INSTRUCTION -
Convert the stretch from the line containing "Phrase: snorkel tube" through the end of the items into a Markdown table with the columns Row and Line Text, numbering each row and omitting blank lines. Leave the pictures out of the table.
— start of MATERIAL PROVIDED —
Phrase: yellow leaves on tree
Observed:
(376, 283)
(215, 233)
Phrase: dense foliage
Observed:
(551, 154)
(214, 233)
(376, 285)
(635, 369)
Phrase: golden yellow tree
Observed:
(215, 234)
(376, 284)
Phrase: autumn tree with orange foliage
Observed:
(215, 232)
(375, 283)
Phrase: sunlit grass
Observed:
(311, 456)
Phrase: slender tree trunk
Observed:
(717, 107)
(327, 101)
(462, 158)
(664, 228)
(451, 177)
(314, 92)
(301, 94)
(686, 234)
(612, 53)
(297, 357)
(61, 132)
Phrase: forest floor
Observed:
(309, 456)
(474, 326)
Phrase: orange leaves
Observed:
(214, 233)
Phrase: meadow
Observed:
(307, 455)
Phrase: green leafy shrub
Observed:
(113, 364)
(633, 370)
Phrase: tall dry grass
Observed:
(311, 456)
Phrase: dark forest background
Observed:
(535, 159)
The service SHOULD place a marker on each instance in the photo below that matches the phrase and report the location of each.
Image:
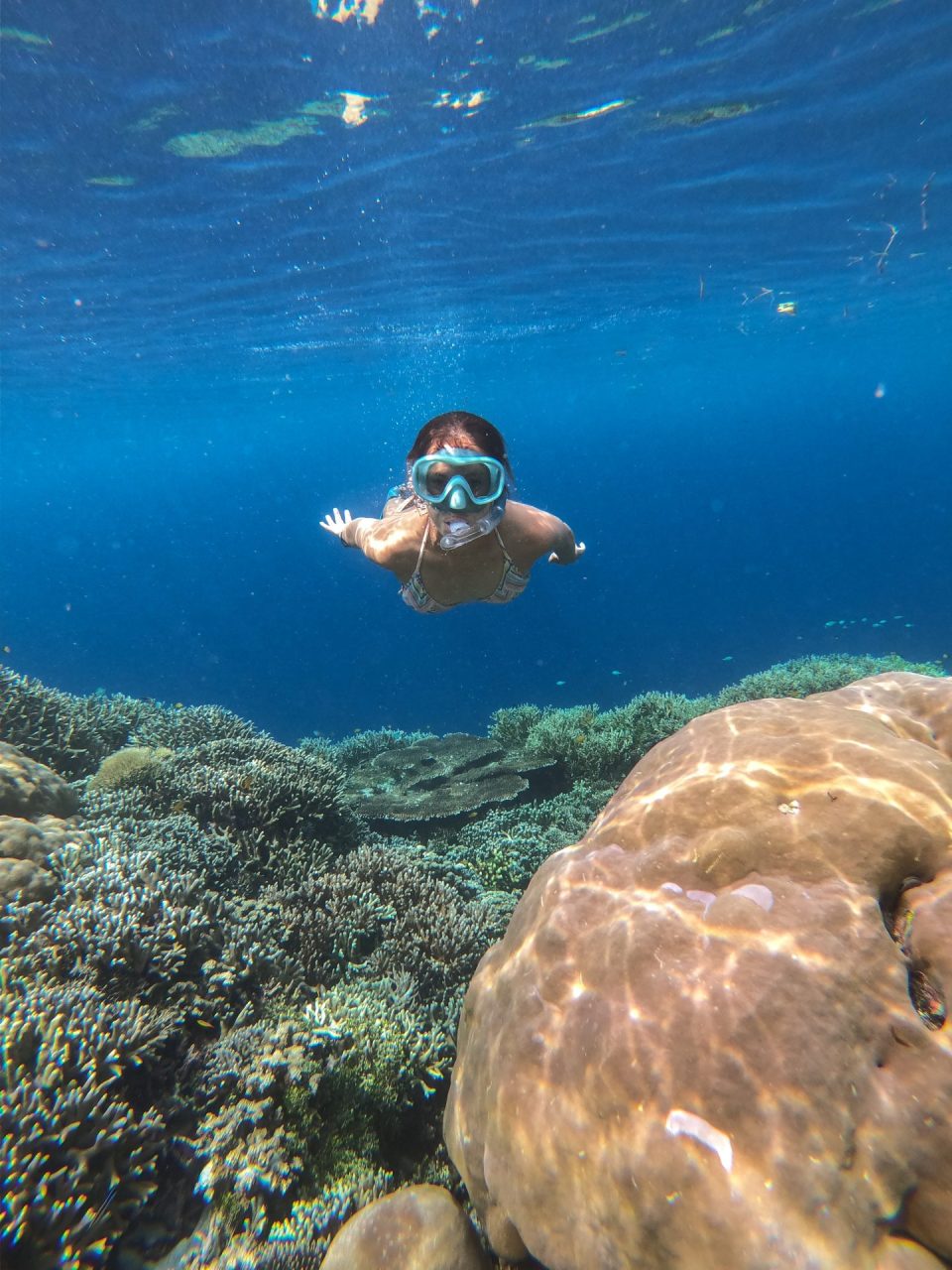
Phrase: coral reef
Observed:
(442, 780)
(714, 1033)
(277, 806)
(135, 933)
(417, 1228)
(33, 806)
(73, 734)
(506, 847)
(229, 1003)
(603, 746)
(380, 912)
(77, 1159)
(30, 789)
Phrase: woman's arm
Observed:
(365, 534)
(565, 549)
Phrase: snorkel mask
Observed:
(461, 481)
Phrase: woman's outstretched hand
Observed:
(335, 524)
(579, 550)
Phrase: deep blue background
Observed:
(200, 362)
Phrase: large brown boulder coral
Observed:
(714, 1034)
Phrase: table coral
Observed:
(443, 779)
(715, 1032)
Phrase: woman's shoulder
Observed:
(395, 539)
(529, 532)
(531, 524)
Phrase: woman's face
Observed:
(475, 475)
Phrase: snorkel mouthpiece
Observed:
(457, 534)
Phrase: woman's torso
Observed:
(492, 571)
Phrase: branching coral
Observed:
(278, 806)
(77, 1160)
(506, 847)
(715, 1032)
(73, 734)
(381, 912)
(160, 938)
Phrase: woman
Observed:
(451, 534)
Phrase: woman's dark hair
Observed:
(463, 431)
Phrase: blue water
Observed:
(204, 352)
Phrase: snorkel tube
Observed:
(456, 532)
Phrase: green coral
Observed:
(77, 1157)
(806, 675)
(506, 847)
(362, 746)
(603, 746)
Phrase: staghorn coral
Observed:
(602, 746)
(506, 847)
(77, 1160)
(714, 1033)
(362, 746)
(249, 1157)
(176, 841)
(380, 912)
(73, 734)
(278, 806)
(136, 933)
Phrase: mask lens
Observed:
(435, 479)
(481, 479)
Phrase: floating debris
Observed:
(560, 121)
(705, 114)
(627, 21)
(26, 37)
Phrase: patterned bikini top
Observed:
(511, 584)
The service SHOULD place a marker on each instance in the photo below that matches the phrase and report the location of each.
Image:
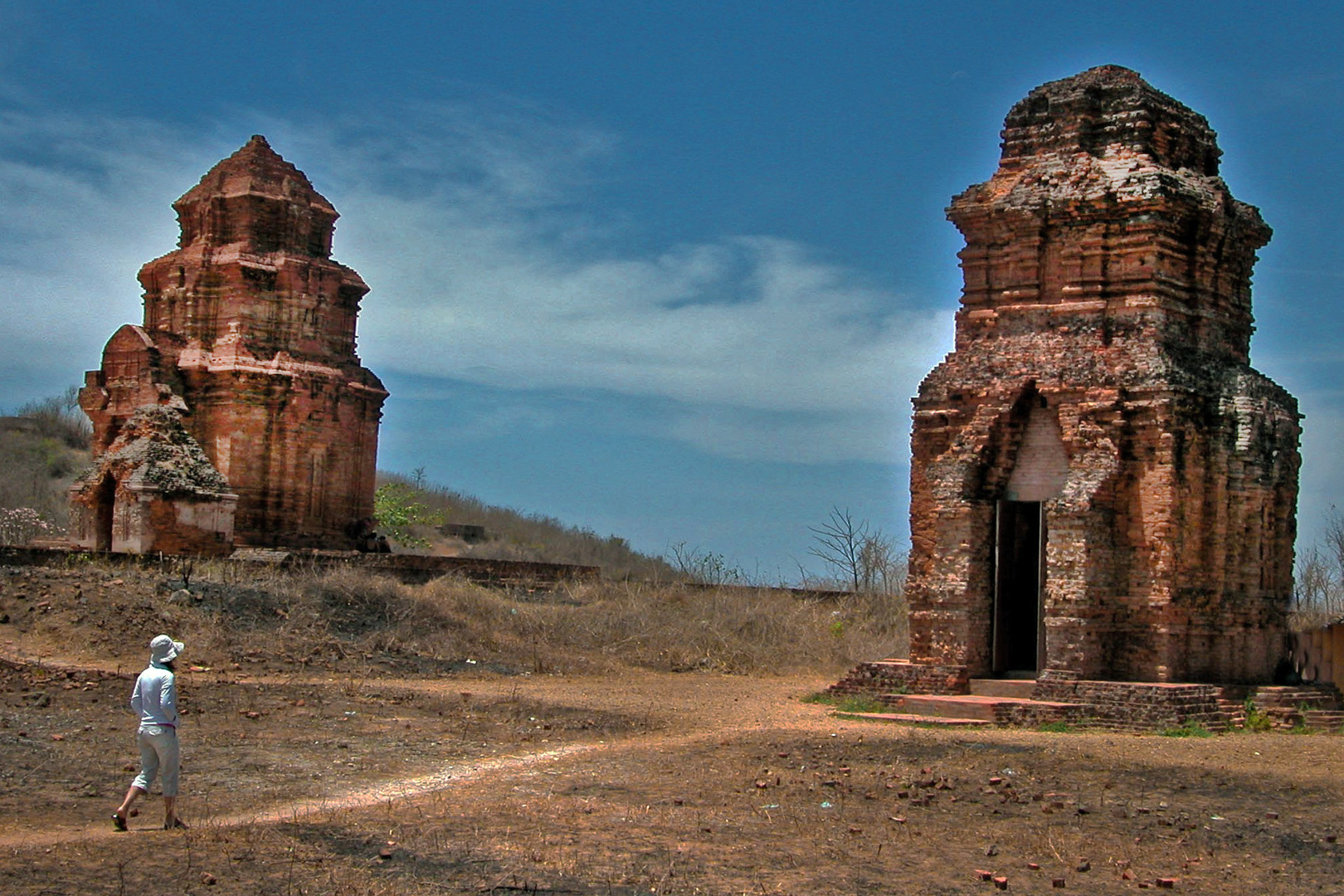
— end of MATERIAL PROVIDED —
OUTPUT OF THE TASK -
| Row | Line Text |
|---|---|
| 1 | Phrase: snorkel tube |
| 2 | Observed: |
| 3 | (456, 532) |
| 4 | Phrase: green coral |
| 5 | Observed: |
| 6 | (77, 1157) |
| 7 | (806, 675) |
| 8 | (506, 847) |
| 9 | (362, 746) |
| 10 | (603, 746) |
| 11 | Phrase: staghorn coral |
| 12 | Observed: |
| 13 | (602, 746) |
| 14 | (506, 847) |
| 15 | (77, 1160) |
| 16 | (714, 1033) |
| 17 | (362, 746) |
| 18 | (249, 1157) |
| 19 | (176, 841) |
| 20 | (380, 912) |
| 21 | (73, 734) |
| 22 | (278, 806) |
| 23 | (136, 933) |
| 24 | Phrase: mask lens |
| 25 | Observed: |
| 26 | (435, 479) |
| 27 | (481, 479) |
| 28 | Phrase: floating debris |
| 29 | Observed: |
| 30 | (560, 121) |
| 31 | (705, 114) |
| 32 | (627, 21) |
| 33 | (26, 37) |
| 34 | Phrase: patterned bikini top |
| 35 | Observed: |
| 36 | (511, 584) |
| 37 | The service SHOULD place a marker on each instance in the photo below that matches the phrase and report the location of each. |
| 38 | Image: |